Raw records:
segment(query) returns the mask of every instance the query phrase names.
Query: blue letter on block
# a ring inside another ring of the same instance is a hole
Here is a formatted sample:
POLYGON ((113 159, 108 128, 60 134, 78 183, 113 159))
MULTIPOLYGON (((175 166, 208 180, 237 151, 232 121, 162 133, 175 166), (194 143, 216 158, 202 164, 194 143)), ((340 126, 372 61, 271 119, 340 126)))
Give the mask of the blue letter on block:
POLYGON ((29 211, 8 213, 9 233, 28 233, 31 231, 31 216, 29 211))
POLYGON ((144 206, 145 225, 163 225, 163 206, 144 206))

▶ REQUIREMENT:
Find each line in the listing that contains the word "blue", and copy those lines out in full.

▶ WRITTEN RESPONSE:
Query: blue letter on block
Give the mask of the blue letter on block:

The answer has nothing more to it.